Lines from the one containing "Note to the class: find the blue sky" through the final line of the entries below: reproduce them exactly, all of them and only them.

## [Provided data]
# # # #
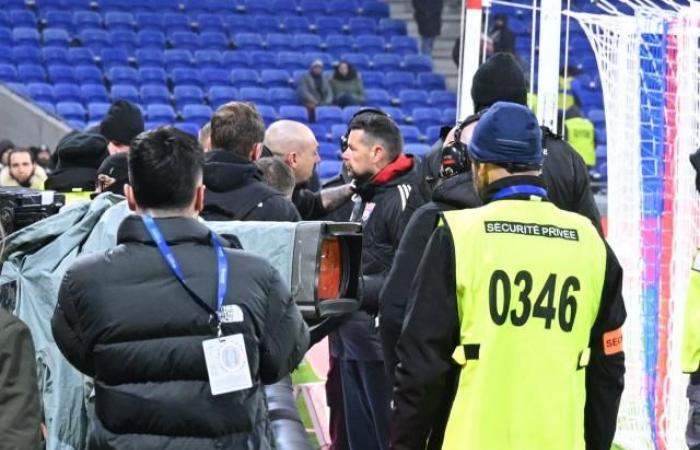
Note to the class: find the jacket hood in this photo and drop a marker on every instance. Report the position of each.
(225, 171)
(457, 191)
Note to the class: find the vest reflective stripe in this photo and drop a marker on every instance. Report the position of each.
(522, 387)
(690, 351)
(580, 133)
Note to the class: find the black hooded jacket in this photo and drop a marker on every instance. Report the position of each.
(236, 191)
(137, 331)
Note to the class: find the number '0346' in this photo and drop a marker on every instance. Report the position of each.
(552, 302)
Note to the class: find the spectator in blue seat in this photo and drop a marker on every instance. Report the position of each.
(347, 85)
(314, 89)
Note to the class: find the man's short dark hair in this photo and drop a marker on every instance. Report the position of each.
(236, 127)
(381, 130)
(165, 166)
(16, 151)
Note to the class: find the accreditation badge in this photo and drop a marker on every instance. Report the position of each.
(227, 364)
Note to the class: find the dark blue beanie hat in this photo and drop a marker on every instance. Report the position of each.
(508, 133)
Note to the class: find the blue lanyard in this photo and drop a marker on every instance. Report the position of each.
(520, 189)
(169, 256)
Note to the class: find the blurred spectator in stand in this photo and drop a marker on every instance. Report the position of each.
(428, 15)
(122, 123)
(277, 174)
(314, 89)
(501, 37)
(22, 170)
(205, 137)
(347, 86)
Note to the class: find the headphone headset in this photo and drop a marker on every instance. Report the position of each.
(344, 137)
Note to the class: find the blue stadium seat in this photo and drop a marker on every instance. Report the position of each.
(54, 55)
(254, 94)
(291, 60)
(282, 96)
(373, 79)
(431, 81)
(413, 98)
(56, 36)
(80, 56)
(338, 43)
(326, 26)
(418, 63)
(23, 54)
(398, 80)
(214, 77)
(184, 40)
(123, 75)
(150, 21)
(112, 57)
(85, 20)
(293, 24)
(175, 59)
(329, 115)
(68, 92)
(374, 8)
(8, 73)
(22, 18)
(150, 39)
(213, 40)
(160, 113)
(219, 95)
(119, 21)
(94, 39)
(368, 43)
(174, 22)
(185, 76)
(386, 62)
(25, 36)
(94, 93)
(403, 45)
(327, 169)
(199, 114)
(244, 78)
(266, 22)
(239, 24)
(274, 78)
(211, 22)
(125, 92)
(88, 75)
(443, 99)
(233, 59)
(377, 98)
(41, 92)
(70, 110)
(188, 95)
(307, 42)
(359, 60)
(411, 134)
(343, 8)
(31, 73)
(293, 112)
(154, 93)
(392, 27)
(262, 59)
(248, 41)
(425, 117)
(207, 59)
(97, 111)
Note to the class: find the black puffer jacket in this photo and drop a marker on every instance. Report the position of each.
(236, 191)
(124, 319)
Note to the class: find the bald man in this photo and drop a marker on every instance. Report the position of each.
(295, 144)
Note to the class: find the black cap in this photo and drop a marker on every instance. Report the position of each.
(499, 79)
(122, 123)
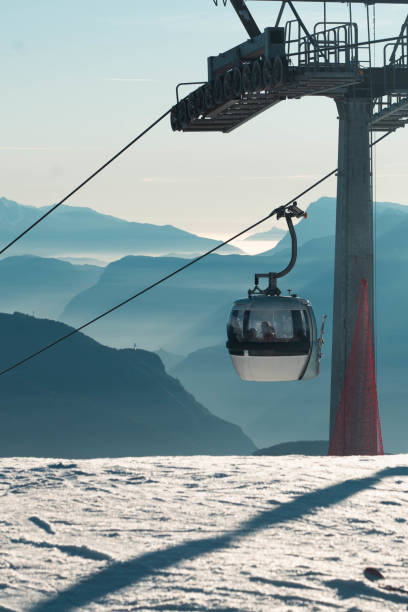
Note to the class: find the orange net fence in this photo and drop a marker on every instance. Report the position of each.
(357, 430)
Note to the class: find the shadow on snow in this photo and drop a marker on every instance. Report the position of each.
(123, 574)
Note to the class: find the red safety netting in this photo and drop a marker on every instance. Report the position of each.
(357, 430)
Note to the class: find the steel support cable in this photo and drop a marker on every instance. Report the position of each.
(87, 180)
(177, 271)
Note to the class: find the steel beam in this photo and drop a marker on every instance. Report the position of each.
(344, 1)
(246, 18)
(354, 237)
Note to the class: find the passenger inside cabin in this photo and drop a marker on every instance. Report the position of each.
(268, 332)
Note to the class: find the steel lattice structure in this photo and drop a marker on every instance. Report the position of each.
(287, 62)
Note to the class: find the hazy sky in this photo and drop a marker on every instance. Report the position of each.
(80, 78)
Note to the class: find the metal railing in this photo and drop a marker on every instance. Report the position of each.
(325, 47)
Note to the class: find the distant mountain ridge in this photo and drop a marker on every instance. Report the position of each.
(275, 233)
(42, 286)
(82, 399)
(76, 230)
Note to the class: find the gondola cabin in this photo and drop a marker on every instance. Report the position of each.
(273, 338)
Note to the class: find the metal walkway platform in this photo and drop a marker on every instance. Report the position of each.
(302, 81)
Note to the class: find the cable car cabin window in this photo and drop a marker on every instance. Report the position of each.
(266, 332)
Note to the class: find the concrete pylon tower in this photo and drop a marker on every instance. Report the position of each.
(353, 389)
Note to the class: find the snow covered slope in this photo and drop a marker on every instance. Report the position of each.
(204, 533)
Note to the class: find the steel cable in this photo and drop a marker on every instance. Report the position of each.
(177, 271)
(87, 180)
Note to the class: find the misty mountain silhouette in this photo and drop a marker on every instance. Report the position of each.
(302, 447)
(74, 230)
(42, 286)
(82, 399)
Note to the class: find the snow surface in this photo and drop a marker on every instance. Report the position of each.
(204, 533)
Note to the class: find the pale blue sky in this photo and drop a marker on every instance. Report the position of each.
(81, 78)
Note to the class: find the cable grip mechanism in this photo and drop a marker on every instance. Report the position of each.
(272, 289)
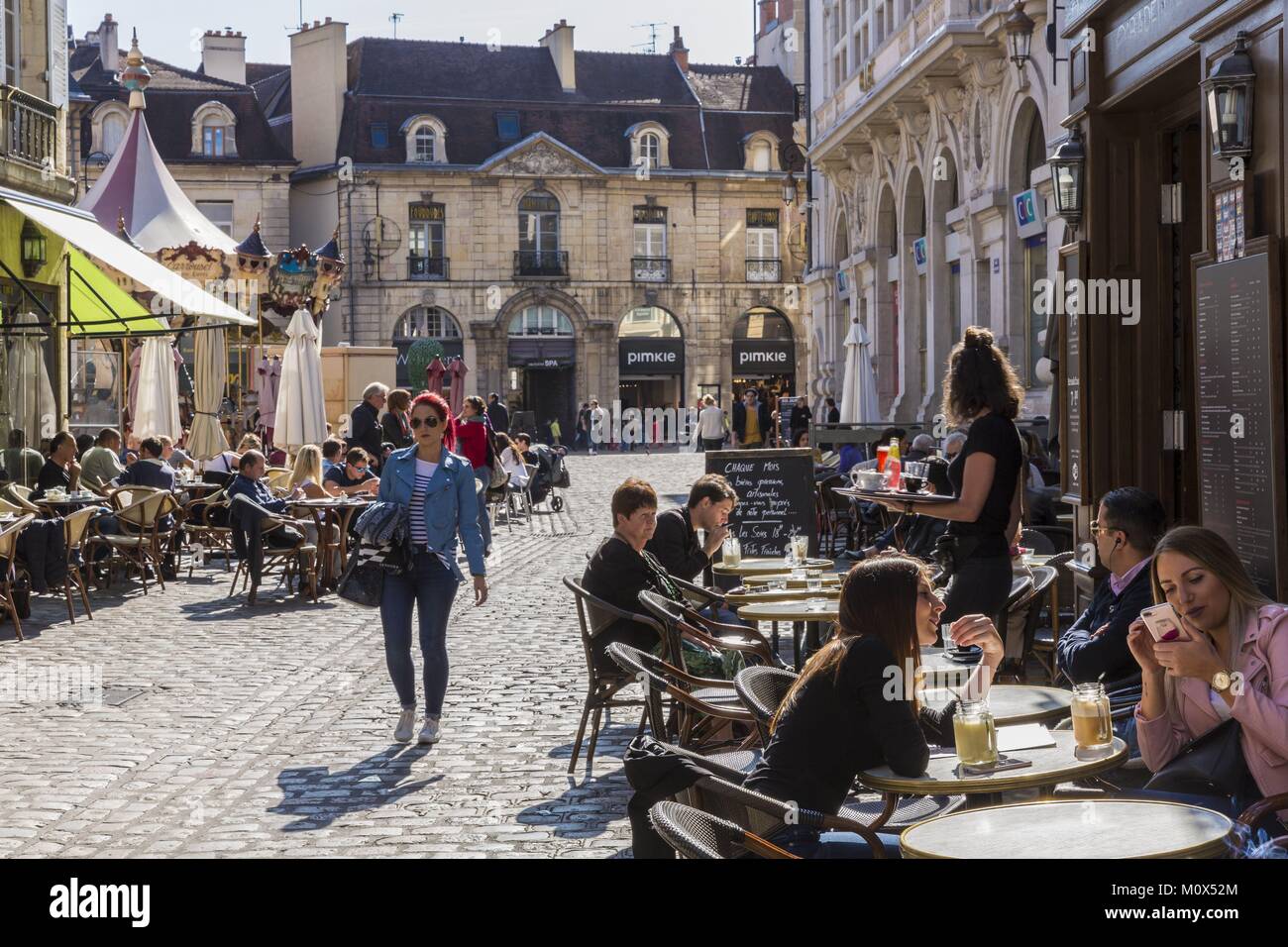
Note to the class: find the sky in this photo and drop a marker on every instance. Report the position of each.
(715, 31)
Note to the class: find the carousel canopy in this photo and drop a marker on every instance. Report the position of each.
(138, 187)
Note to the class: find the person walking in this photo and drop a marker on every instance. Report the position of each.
(437, 487)
(475, 442)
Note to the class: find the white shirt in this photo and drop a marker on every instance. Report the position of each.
(711, 423)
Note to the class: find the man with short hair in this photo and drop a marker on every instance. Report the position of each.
(751, 424)
(1128, 523)
(675, 539)
(353, 475)
(102, 464)
(497, 414)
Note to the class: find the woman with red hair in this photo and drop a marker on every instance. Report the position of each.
(437, 487)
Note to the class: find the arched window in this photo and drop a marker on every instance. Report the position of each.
(649, 322)
(541, 320)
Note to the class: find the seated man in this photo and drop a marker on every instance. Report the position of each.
(102, 463)
(352, 476)
(621, 569)
(1128, 523)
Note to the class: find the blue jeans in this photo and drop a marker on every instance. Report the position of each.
(810, 843)
(432, 587)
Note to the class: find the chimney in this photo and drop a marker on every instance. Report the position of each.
(108, 48)
(558, 40)
(223, 55)
(320, 76)
(681, 53)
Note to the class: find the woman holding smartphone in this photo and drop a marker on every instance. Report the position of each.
(980, 388)
(1229, 664)
(855, 706)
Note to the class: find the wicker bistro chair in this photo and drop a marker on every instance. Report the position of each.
(595, 616)
(702, 706)
(673, 616)
(140, 512)
(9, 535)
(695, 834)
(75, 530)
(294, 564)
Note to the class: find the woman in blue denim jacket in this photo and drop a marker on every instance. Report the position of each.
(438, 489)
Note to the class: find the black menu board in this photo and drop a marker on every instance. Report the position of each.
(776, 497)
(1240, 423)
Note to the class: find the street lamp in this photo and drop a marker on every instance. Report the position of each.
(1229, 98)
(1019, 34)
(33, 249)
(1068, 163)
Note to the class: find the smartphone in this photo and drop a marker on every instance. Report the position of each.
(1164, 624)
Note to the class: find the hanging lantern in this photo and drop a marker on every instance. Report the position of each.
(1068, 166)
(33, 249)
(1229, 99)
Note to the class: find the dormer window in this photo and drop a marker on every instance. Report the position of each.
(760, 153)
(214, 131)
(649, 145)
(426, 140)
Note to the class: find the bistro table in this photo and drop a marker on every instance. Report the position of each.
(1050, 766)
(1073, 828)
(336, 512)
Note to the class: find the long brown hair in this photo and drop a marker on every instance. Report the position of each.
(980, 376)
(879, 598)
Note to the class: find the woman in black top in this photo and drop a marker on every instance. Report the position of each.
(980, 388)
(855, 706)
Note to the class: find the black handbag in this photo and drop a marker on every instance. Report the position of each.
(1209, 766)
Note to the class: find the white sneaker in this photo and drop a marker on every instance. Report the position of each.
(429, 733)
(406, 724)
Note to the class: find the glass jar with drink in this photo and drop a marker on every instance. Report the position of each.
(975, 733)
(1093, 728)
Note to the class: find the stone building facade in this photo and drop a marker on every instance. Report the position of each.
(572, 224)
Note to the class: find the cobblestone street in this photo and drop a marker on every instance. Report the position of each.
(267, 731)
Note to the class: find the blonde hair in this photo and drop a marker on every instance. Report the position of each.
(308, 466)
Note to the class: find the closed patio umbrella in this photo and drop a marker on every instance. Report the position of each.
(31, 397)
(206, 438)
(158, 406)
(300, 407)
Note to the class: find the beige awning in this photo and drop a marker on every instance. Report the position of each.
(84, 231)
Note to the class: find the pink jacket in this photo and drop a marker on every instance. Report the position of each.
(1261, 709)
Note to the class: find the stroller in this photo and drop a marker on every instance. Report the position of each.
(552, 474)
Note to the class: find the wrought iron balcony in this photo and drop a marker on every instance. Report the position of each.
(30, 128)
(651, 268)
(428, 268)
(541, 264)
(764, 270)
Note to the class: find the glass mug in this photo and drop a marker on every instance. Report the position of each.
(1093, 728)
(975, 733)
(730, 552)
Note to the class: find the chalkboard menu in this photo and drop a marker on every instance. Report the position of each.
(776, 497)
(1239, 406)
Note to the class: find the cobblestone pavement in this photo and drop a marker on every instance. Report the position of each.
(267, 731)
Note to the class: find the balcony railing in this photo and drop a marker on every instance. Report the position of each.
(541, 264)
(651, 268)
(30, 128)
(428, 268)
(764, 270)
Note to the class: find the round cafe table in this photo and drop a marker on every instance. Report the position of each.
(1073, 828)
(1050, 766)
(767, 566)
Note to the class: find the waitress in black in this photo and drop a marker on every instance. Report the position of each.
(980, 389)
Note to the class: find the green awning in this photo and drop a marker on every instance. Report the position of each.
(99, 307)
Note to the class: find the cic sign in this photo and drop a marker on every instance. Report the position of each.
(651, 357)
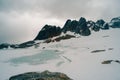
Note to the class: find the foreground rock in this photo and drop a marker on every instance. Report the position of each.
(46, 75)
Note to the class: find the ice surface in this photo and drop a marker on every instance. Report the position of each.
(72, 57)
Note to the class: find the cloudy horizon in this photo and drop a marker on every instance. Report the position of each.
(21, 20)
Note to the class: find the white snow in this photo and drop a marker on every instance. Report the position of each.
(72, 57)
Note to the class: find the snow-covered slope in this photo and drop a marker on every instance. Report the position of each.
(79, 57)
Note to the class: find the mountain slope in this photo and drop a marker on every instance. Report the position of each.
(81, 58)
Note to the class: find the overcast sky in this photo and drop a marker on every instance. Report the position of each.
(21, 20)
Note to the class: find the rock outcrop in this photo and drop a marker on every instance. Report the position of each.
(46, 75)
(48, 31)
(115, 22)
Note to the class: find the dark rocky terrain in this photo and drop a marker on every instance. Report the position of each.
(46, 75)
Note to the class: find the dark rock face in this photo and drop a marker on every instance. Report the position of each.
(100, 22)
(105, 26)
(115, 23)
(46, 75)
(48, 31)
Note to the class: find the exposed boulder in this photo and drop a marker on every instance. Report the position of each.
(46, 75)
(70, 26)
(115, 22)
(4, 45)
(48, 31)
(105, 26)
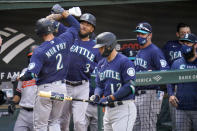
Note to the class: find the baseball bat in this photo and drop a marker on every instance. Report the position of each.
(59, 96)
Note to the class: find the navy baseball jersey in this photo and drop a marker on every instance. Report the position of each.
(50, 60)
(186, 92)
(150, 58)
(83, 56)
(172, 51)
(115, 74)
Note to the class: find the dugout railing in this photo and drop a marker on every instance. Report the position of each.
(142, 79)
(164, 120)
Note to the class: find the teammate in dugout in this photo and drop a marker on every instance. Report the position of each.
(148, 99)
(92, 109)
(185, 98)
(25, 93)
(49, 65)
(172, 52)
(115, 77)
(83, 59)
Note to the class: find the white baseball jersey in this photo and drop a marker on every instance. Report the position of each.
(28, 92)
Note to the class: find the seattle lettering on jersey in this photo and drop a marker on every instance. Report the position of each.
(53, 50)
(183, 66)
(140, 62)
(175, 54)
(109, 74)
(82, 51)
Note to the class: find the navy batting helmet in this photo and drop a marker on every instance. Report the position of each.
(44, 27)
(88, 18)
(108, 40)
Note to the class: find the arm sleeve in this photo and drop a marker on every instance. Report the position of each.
(18, 89)
(36, 64)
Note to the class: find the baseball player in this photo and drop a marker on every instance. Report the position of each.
(185, 98)
(172, 48)
(83, 58)
(115, 76)
(172, 51)
(49, 65)
(149, 58)
(92, 109)
(25, 93)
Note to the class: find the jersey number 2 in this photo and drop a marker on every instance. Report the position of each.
(59, 62)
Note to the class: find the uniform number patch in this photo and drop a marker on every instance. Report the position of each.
(163, 63)
(131, 71)
(31, 66)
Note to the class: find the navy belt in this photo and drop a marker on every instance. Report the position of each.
(74, 83)
(27, 109)
(114, 104)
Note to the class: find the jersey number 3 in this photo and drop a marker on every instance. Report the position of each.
(59, 62)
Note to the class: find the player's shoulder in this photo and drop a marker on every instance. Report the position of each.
(24, 70)
(154, 48)
(178, 63)
(171, 43)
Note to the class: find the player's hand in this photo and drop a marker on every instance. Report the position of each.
(57, 9)
(54, 17)
(0, 41)
(75, 11)
(174, 101)
(2, 97)
(11, 107)
(95, 98)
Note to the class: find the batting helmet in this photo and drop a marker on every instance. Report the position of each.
(108, 40)
(88, 18)
(31, 50)
(44, 27)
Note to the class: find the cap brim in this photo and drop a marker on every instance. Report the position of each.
(185, 39)
(142, 31)
(99, 45)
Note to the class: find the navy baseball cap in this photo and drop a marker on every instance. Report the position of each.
(144, 28)
(190, 38)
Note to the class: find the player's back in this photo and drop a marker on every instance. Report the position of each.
(82, 60)
(52, 53)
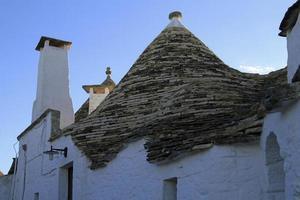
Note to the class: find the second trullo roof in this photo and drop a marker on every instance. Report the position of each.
(180, 97)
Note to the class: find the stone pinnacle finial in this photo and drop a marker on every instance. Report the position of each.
(108, 71)
(175, 15)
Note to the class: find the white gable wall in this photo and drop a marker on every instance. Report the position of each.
(222, 172)
(5, 186)
(53, 84)
(285, 125)
(293, 46)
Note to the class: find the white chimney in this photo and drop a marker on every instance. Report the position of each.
(53, 80)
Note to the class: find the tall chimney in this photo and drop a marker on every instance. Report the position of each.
(53, 80)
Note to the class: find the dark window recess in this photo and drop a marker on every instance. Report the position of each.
(170, 189)
(37, 196)
(70, 183)
(296, 77)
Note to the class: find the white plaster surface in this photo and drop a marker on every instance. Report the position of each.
(5, 186)
(175, 22)
(53, 84)
(235, 172)
(96, 99)
(223, 172)
(293, 45)
(285, 125)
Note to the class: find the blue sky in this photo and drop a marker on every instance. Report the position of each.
(114, 33)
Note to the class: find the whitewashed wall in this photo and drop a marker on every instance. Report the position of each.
(223, 172)
(285, 125)
(5, 186)
(53, 84)
(96, 99)
(293, 45)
# # # #
## [Expected output]
Note to the class: find the blue sky in this photo and drop a marker on every instance. Report the position of each.
(114, 33)
Note to the class: find the whitewashed wall in this photo and drop a marker on every instance. Report the position of each.
(223, 172)
(285, 125)
(5, 186)
(53, 84)
(96, 99)
(293, 45)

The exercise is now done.